Goal of the exercise
Write out every entry in full. Leave nothing out.

----- Supplied data -----

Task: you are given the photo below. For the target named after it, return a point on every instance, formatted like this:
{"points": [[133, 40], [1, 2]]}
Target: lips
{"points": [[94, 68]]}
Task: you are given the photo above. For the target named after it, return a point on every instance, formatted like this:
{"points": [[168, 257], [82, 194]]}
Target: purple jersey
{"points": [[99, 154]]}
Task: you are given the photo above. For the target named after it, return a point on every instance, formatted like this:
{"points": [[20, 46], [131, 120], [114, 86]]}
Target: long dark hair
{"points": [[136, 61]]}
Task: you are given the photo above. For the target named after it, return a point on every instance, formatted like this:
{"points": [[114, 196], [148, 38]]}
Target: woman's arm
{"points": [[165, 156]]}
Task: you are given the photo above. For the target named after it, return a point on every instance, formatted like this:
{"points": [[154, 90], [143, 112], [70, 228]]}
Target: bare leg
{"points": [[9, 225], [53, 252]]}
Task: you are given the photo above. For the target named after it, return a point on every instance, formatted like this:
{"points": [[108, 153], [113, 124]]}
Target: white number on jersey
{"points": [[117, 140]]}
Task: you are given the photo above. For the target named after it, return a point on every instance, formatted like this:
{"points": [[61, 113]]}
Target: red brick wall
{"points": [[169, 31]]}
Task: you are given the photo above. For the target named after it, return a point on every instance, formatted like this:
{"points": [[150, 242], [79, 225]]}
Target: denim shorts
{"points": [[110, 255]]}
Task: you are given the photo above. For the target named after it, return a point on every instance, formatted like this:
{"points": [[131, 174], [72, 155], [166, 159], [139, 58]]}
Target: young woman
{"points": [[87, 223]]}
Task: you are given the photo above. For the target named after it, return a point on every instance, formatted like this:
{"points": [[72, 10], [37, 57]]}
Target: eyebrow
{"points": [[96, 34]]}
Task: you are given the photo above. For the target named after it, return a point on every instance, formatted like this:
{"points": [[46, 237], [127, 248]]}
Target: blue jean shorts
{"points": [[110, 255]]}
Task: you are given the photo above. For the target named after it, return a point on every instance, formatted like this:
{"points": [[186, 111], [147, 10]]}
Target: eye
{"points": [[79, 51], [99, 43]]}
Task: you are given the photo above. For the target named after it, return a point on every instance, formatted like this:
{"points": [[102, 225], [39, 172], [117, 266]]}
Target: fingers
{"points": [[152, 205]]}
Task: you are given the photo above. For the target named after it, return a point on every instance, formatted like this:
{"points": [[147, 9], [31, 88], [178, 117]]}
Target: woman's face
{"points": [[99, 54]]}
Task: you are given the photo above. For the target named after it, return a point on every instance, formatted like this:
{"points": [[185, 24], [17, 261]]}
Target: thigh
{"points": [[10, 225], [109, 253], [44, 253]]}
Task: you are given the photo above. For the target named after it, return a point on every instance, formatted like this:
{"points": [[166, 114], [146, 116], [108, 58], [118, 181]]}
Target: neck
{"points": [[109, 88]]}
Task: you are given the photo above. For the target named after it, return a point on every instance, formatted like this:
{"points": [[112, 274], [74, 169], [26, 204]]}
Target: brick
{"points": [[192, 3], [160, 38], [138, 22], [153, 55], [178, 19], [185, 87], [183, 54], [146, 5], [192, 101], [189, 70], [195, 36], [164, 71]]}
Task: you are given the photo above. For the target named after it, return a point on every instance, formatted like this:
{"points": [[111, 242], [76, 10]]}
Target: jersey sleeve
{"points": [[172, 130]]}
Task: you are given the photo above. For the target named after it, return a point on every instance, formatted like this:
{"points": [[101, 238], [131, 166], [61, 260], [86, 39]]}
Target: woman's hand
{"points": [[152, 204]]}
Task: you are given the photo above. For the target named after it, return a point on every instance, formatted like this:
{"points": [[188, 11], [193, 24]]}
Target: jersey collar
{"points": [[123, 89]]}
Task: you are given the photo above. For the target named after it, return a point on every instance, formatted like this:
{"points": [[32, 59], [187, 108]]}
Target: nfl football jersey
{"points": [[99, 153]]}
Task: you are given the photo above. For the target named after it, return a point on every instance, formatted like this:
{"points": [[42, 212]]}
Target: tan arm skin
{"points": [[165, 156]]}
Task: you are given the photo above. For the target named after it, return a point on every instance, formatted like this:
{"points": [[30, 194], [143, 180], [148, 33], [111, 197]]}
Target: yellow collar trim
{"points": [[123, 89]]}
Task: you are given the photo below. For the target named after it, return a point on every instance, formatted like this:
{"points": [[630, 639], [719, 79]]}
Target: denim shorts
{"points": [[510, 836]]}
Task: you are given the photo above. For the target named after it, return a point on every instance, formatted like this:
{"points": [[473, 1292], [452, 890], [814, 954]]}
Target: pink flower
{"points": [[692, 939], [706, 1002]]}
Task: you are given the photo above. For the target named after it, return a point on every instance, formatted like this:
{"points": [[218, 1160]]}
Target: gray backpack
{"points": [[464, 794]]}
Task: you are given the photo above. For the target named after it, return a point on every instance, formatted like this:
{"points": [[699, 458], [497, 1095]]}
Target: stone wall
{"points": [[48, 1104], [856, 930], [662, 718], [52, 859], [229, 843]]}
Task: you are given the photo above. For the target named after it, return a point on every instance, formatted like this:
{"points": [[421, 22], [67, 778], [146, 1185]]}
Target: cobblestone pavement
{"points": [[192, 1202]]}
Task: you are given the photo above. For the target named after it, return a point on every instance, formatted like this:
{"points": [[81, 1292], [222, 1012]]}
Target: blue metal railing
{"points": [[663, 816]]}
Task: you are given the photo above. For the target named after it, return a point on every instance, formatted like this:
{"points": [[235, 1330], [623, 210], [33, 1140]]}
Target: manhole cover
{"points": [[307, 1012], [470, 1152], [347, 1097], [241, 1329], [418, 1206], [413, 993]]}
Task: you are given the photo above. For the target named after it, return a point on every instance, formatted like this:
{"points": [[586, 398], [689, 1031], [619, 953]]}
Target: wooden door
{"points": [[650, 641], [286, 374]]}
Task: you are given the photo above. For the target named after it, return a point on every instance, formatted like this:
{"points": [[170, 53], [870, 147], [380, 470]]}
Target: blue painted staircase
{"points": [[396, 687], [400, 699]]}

-----

Task answer
Task: you are given the photo below. For the target named after it, return a point on every instance, formatted like this:
{"points": [[133, 40], [1, 2]]}
Target: lips
{"points": [[94, 68]]}
Task: you are given the photo above. For the target named after it, return a point on every instance, formatted like this:
{"points": [[168, 257], [82, 194]]}
Target: purple jersey
{"points": [[99, 154]]}
Task: you are given the photo above. For the target named after it, return a point on every instance, formatted like this:
{"points": [[20, 46], [131, 120], [114, 86]]}
Target: long dark hair
{"points": [[136, 61]]}
Task: you are given the photo above. For the target named after it, return a point on every instance, formatted like this:
{"points": [[114, 196], [148, 38]]}
Target: woman's arm
{"points": [[165, 156]]}
Task: you are given the photo above. For the target named after it, return a point on every instance, formatted like this:
{"points": [[154, 90], [143, 112], [70, 228]]}
Target: bare leg
{"points": [[9, 225], [53, 252]]}
Task: you are given the photo above. For the target named after it, return a point on every instance, formatted like this:
{"points": [[108, 153], [113, 124]]}
Target: white number on jersey
{"points": [[117, 140]]}
Task: you are given the photo above. For the target named after it, return a point on every instance, formatted like this:
{"points": [[61, 113]]}
Target: red brick wall
{"points": [[169, 31]]}
Task: you are given the photo above. For the target named after it, return a point on every instance, formatted like this:
{"points": [[150, 242], [79, 225]]}
Target: denim shorts
{"points": [[110, 255]]}
Task: you are given the photo above. For the target named after it, return a point on every instance, formatted like this:
{"points": [[131, 174], [72, 155], [166, 159], [139, 58]]}
Target: young woman
{"points": [[87, 223]]}
Task: you are given the photo above. For the target named after it, return a point on every instance, formatted like this:
{"points": [[72, 10], [37, 57]]}
Target: eyebrow
{"points": [[96, 34]]}
Task: you are given the photo above. For the target named after it, return a point on every instance, formatted like this:
{"points": [[46, 237], [127, 248]]}
Target: blue jean shorts
{"points": [[110, 255]]}
Task: you are given the photo above. For the target named after it, return a point on every instance, formatted like this:
{"points": [[186, 111], [147, 10]]}
Target: eye
{"points": [[79, 51], [99, 43]]}
Task: you are given the photo above. For the target named after it, return a point on every instance, formatted like this:
{"points": [[102, 225], [39, 172], [117, 266]]}
Target: fingers
{"points": [[152, 205]]}
Task: you are given the photo above. For the target named after it, return a point on every instance, formatted like this:
{"points": [[147, 9], [31, 88], [178, 117]]}
Target: woman's face
{"points": [[99, 54]]}
Task: you are given the photo above. For the target named after it, return a point on every instance, formatted like this:
{"points": [[185, 24], [17, 261]]}
Target: thigh
{"points": [[10, 225], [109, 253], [44, 253]]}
Task: you are given the photo above. For the target named after it, return a point on every instance, formatted like this:
{"points": [[166, 114], [146, 116], [108, 58], [118, 181]]}
Target: neck
{"points": [[109, 88]]}
Task: you are given the photo above. For the target named after it, return a point on every instance, formatted like this:
{"points": [[112, 274], [74, 169], [26, 204]]}
Target: brick
{"points": [[192, 3], [160, 38], [138, 22], [153, 55], [178, 19], [185, 87], [183, 54], [146, 5], [192, 101], [189, 70], [195, 36], [164, 71]]}
Task: you are given the photo above. For the target named after it, return a point on every instance, formatted like this:
{"points": [[111, 242], [76, 10]]}
Target: jersey sleeve
{"points": [[172, 130]]}
Task: you are given the photo above. For the target named after it, return a point on every instance, formatted like this:
{"points": [[101, 238], [131, 166], [61, 260], [86, 39]]}
Target: woman's hand
{"points": [[152, 204]]}
Task: you are given the photo above. For the target named after it, return a point on every instance, formatted like this:
{"points": [[188, 11], [193, 24]]}
Target: jersey collar
{"points": [[123, 89]]}
Task: you are given the photo above. For the target named after it, return a point on every instance, formatted like this:
{"points": [[32, 59], [187, 108]]}
Target: nfl football jersey
{"points": [[99, 153]]}
Task: you are given the photo above. For the target named after it, return a point on every instance, formatted like this:
{"points": [[42, 212]]}
Target: tan arm skin
{"points": [[165, 156]]}
Task: you are given the photo above. For the target named after it, return a point on every instance, formatted like this:
{"points": [[30, 194], [143, 180], [148, 33], [111, 197]]}
Target: yellow collar trim
{"points": [[123, 89]]}
Task: you are given the photo below. For the target named after it, return a point on every instance, formatted like this:
{"points": [[630, 639], [719, 79]]}
Target: denim shorts
{"points": [[510, 836]]}
Task: you are given the photo above. For the target named after it, return a point on every instance, formatted like this:
{"points": [[473, 1292], [452, 890], [814, 954]]}
Target: pink flower
{"points": [[692, 939], [706, 1002]]}
Task: you are given the photo above. For the target named after it, return a point on every instance, formatted like this:
{"points": [[218, 1160]]}
Target: gray backpack
{"points": [[464, 794]]}
Task: you are given the photo above. For the target named after it, return a point on every instance, formatted like this:
{"points": [[699, 458], [497, 1095]]}
Target: stone wall
{"points": [[48, 1104], [856, 930], [662, 718], [52, 859], [229, 843]]}
Task: you are given the photo above. For the target named after it, return a point on every instance, formatted like this:
{"points": [[421, 22], [67, 778], [146, 1185]]}
Target: cobblestone pavement
{"points": [[192, 1202]]}
Task: you are given the photo above. For the target named after it, return a point on every instance, formatted like this:
{"points": [[81, 1292], [222, 1012]]}
Target: blue metal railing
{"points": [[663, 816]]}
Task: you are given the photo above. For the target named after it, return a point on every instance, formatted like this:
{"points": [[235, 1330], [623, 210], [33, 1140]]}
Target: manhole cover
{"points": [[307, 1012], [470, 1152], [347, 1097], [241, 1329], [418, 1206], [413, 993]]}
Task: you are given the photo above. For the target named after it, return a point on every instance, formatted like this:
{"points": [[586, 398], [689, 1031], [619, 953]]}
Target: wooden door
{"points": [[650, 641], [286, 374]]}
Task: you are given the photo above. For the target named after it, return a point on every instance, formatted like this:
{"points": [[170, 53], [870, 147], [380, 470]]}
Target: blue painted staircase
{"points": [[396, 687], [400, 699]]}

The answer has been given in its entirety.